[The exercise]:
Return every row below that contains the word "turquoise", matching its capitalization.

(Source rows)

|---|

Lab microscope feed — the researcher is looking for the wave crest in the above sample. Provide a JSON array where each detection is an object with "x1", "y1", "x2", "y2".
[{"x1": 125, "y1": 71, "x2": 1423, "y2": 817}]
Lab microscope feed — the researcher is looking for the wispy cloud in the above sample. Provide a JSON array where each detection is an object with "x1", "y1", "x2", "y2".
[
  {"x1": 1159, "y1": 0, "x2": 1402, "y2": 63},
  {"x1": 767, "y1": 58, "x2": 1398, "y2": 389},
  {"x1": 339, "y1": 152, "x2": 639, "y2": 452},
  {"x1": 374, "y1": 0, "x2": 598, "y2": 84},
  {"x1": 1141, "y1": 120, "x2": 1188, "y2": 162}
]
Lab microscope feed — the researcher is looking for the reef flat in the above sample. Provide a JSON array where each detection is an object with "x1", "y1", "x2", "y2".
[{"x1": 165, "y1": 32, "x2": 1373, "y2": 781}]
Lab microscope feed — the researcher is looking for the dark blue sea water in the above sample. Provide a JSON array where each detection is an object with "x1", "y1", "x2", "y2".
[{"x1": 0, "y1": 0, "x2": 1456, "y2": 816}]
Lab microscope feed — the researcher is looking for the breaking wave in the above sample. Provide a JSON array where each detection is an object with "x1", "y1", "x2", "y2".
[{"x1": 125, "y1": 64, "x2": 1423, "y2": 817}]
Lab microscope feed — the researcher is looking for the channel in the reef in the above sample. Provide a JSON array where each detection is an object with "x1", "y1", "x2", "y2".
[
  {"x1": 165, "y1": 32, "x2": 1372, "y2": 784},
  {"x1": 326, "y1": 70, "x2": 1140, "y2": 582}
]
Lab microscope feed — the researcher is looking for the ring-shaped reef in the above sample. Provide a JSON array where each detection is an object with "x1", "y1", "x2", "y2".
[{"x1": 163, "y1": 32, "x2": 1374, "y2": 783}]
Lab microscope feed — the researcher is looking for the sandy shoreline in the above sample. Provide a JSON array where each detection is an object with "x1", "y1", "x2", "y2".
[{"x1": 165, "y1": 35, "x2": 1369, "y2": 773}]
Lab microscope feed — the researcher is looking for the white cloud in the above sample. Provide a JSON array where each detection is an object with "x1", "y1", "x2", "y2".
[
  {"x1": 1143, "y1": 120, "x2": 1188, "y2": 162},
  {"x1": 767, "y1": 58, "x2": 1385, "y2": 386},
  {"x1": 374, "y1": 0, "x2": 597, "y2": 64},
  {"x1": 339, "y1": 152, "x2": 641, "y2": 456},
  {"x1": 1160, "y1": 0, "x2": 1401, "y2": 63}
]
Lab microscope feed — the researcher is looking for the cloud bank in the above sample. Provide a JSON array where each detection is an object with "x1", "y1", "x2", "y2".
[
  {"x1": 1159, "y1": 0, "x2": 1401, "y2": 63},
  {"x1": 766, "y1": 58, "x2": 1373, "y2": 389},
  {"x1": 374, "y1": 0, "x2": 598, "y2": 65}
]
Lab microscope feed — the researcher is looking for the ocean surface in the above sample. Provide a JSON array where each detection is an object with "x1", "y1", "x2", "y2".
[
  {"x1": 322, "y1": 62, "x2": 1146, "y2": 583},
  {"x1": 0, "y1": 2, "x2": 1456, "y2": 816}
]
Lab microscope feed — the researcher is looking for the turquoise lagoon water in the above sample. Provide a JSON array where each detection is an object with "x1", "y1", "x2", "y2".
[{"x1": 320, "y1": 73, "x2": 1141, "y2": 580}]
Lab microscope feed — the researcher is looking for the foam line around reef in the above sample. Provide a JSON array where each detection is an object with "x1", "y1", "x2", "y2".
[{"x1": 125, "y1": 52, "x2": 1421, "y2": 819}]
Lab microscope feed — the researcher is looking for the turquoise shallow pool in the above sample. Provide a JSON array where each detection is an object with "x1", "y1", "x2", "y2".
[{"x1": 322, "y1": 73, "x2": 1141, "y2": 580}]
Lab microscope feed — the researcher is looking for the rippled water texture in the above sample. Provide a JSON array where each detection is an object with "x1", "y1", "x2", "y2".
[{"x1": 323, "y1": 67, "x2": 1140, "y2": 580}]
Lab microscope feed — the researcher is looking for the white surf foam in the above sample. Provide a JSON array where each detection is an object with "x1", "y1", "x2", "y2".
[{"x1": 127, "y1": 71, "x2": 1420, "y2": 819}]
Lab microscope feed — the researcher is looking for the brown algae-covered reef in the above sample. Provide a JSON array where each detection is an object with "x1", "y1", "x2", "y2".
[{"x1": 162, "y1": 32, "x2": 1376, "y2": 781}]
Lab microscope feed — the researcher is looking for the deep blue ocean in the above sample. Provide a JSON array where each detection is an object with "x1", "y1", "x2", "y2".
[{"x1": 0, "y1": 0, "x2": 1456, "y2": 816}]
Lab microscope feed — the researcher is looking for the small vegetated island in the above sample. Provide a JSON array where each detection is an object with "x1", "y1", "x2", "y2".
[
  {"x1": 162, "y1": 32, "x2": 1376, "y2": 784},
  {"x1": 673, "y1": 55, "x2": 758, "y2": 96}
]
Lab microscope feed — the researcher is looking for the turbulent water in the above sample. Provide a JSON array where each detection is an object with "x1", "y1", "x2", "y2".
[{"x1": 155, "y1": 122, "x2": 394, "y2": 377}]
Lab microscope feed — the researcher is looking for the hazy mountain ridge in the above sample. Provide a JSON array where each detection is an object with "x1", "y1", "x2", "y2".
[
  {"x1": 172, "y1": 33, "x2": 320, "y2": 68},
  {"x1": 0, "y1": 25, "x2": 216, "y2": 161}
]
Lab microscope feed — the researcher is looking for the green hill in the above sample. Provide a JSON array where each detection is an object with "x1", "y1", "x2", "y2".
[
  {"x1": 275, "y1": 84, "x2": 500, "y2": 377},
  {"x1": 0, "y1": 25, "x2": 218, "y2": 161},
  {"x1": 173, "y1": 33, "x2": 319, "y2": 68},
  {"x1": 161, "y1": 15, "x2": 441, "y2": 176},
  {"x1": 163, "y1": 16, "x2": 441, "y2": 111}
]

|---|

[Solution for this exercise]:
Lab microscope feed — the researcher is looking for the turquoise lagoon water in the above sample. Provide a JSON array where each detection is an object with "x1", "y1", "x2", "y2".
Lab microscope feed — the researcher is looking for the turquoise shallow pool in the above sample. Provide a JSON array where each detection is an object with "x1", "y1", "x2", "y2".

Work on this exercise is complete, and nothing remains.